• _Instructions for the task_: Please write the data out once more, exactly as it is given.

*** Opening of Records ***

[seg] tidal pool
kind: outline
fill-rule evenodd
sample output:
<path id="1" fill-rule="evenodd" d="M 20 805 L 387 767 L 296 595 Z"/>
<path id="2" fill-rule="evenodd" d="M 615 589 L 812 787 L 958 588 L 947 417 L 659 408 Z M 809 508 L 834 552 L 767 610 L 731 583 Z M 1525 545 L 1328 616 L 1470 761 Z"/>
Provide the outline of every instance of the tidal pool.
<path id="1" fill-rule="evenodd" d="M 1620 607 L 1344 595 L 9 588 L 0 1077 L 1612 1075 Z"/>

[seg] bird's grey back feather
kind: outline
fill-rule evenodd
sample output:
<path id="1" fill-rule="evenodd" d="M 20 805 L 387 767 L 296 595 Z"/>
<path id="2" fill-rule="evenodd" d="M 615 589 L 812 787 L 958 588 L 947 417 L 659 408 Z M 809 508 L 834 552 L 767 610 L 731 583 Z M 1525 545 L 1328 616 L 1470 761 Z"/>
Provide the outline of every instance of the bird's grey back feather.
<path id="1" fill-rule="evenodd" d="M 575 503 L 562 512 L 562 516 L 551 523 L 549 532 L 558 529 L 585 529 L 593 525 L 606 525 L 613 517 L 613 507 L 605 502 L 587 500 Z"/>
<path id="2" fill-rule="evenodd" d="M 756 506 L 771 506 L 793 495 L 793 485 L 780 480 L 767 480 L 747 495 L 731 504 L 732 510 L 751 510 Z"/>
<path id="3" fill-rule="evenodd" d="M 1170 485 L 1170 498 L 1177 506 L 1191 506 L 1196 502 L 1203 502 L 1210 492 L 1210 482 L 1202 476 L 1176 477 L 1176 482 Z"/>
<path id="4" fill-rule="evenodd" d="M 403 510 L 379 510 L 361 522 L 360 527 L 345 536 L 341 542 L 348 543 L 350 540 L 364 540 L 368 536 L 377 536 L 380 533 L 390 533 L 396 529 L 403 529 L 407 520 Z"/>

*** Close of Records ***

• _Result of the task_:
[seg] tidal pool
kind: outline
fill-rule evenodd
sample output:
<path id="1" fill-rule="evenodd" d="M 20 805 L 387 767 L 296 595 Z"/>
<path id="2" fill-rule="evenodd" d="M 615 589 L 812 787 L 958 588 L 947 417 L 659 408 Z M 809 508 L 834 552 L 767 610 L 731 583 Z M 1525 545 L 1328 616 L 1470 761 Z"/>
Provide the outline of every instance of the tidal pool.
<path id="1" fill-rule="evenodd" d="M 1620 607 L 1344 595 L 9 588 L 0 1077 L 1612 1075 Z"/>

[seg] bird's grey back feather
kind: outline
fill-rule evenodd
sample output:
<path id="1" fill-rule="evenodd" d="M 20 805 L 387 767 L 296 595 Z"/>
<path id="2" fill-rule="evenodd" d="M 615 589 L 812 787 L 958 588 L 947 417 L 659 408 Z M 809 508 L 834 552 L 767 610 L 731 583 Z M 1525 545 L 1328 616 L 1470 761 Z"/>
Provide the outline of every instance of the bird's grey back feather.
<path id="1" fill-rule="evenodd" d="M 575 503 L 562 512 L 562 516 L 551 523 L 549 532 L 558 529 L 585 529 L 593 525 L 606 525 L 613 517 L 613 507 L 605 502 L 587 500 Z"/>
<path id="2" fill-rule="evenodd" d="M 756 506 L 771 506 L 793 495 L 793 485 L 780 480 L 767 480 L 747 495 L 731 504 L 732 510 L 751 510 Z"/>
<path id="3" fill-rule="evenodd" d="M 1170 485 L 1170 498 L 1177 506 L 1191 506 L 1196 502 L 1203 502 L 1210 492 L 1210 482 L 1202 476 L 1176 477 L 1176 482 Z"/>
<path id="4" fill-rule="evenodd" d="M 403 510 L 379 510 L 361 522 L 360 527 L 345 536 L 341 542 L 348 543 L 350 540 L 364 540 L 368 536 L 377 536 L 380 533 L 390 533 L 396 529 L 403 529 L 407 520 Z"/>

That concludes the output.